→ Task description:
Convert the material below into a JSON list of strings, with each line as its own string and blank lines left out. Leave the pictures out.

→ Information supplied:
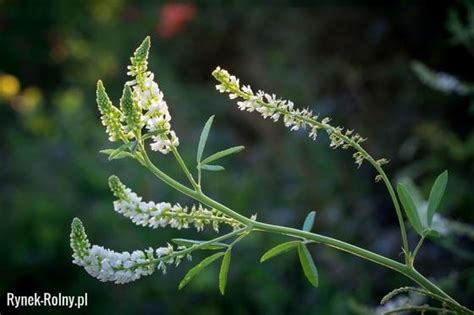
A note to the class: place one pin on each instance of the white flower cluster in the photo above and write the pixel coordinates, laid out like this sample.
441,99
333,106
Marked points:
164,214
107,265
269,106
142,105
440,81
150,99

→ Result below:
[
  "A note to the class: place one pin on each instance of the white flower cluster in the photo above and write the pixel coordinates, laid out like this sample.",
  "441,99",
  "333,106",
  "Marked points:",
  "164,214",
  "107,265",
  "269,106",
  "142,105",
  "440,81",
  "150,99"
]